--- Supplied text ---

RDBMS, Virtuoso, libb, etc (was: Re: best db schema)
Gregory Williams
greg at evilfunhouse.com
Thu Feb 5 23:24:18 CET 2009
I would tend to agree with Kjetil on "it is the wrong question". It
all depends on the type of data and queries you expect. All of them
have their pros and cons, but here are the big ones from my perspective:
(1) one big triples table
pro: simple, and doesn't have to jump through any hoops for
multiple values, or queries over unbound predicates.
con: many self-joins, big indices (compared to vertical
partitioning, for example)
(2) vertical partitioning (one table per predicate, Abadi, et. al
claim this to be the best, but there's some huge caveats)
pro: can be very fast for queries with bound predicates, but needs
extra indices to compete on certain query types (c.f. hexastore)
con: horrible for query answering with unbound predicates
(3) property tables (roughly one table per class -- like
Person(uri,name,homepage, ...))
pro: few self-joins
con: has trouble with multiple or missing values for any of the
properties, and with schema-less data
(4) hexastore (non-relational)
pro: very fast querying on any query type
con: huge memory footprint, slow loading time, currently only in-
memory (i believe it can be generalized to disk-based, but don't
believe there's any work on this yet)
Anyone please correct me if I've misrepresented any of the approaches
above -- I only have serious experience with (1) and (4).
More below...

--- Given material ---

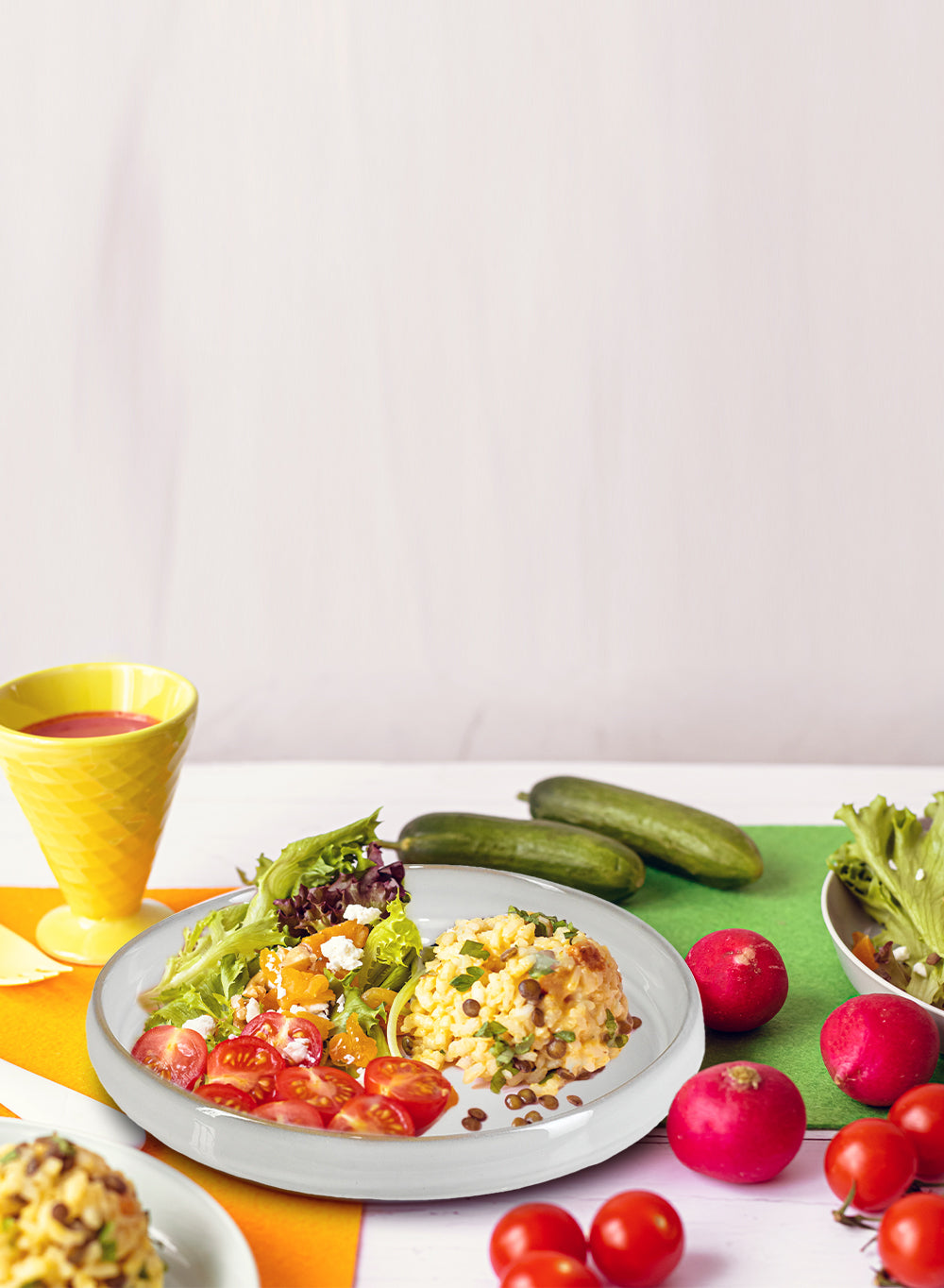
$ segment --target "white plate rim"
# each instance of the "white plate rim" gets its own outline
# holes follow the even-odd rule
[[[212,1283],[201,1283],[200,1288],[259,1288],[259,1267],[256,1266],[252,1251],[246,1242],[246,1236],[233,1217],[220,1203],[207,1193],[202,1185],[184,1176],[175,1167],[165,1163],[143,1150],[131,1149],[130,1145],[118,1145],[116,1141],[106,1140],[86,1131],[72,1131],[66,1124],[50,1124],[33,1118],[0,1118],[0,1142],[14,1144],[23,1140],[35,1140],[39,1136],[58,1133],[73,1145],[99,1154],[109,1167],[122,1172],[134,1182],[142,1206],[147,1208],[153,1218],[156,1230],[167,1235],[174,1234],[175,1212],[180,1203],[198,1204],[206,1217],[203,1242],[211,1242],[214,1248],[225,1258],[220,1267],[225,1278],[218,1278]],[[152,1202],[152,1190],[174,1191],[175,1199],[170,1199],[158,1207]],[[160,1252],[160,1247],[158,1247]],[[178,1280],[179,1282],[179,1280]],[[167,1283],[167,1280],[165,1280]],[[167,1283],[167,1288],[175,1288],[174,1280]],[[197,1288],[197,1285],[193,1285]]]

---

In the post about database schemas for storing triples, copy the passage starting at "con: horrible for" and ending at "on this yet)" word for word.

con: horrible for query answering with unbound predicates
(3) property tables (roughly one table per class -- like
Person(uri,name,homepage, ...))
pro: few self-joins
con: has trouble with multiple or missing values for any of the
properties, and with schema-less data
(4) hexastore (non-relational)
pro: very fast querying on any query type
con: huge memory footprint, slow loading time, currently only in-
memory (i believe it can be generalized to disk-based, but don't
believe there's any work on this yet)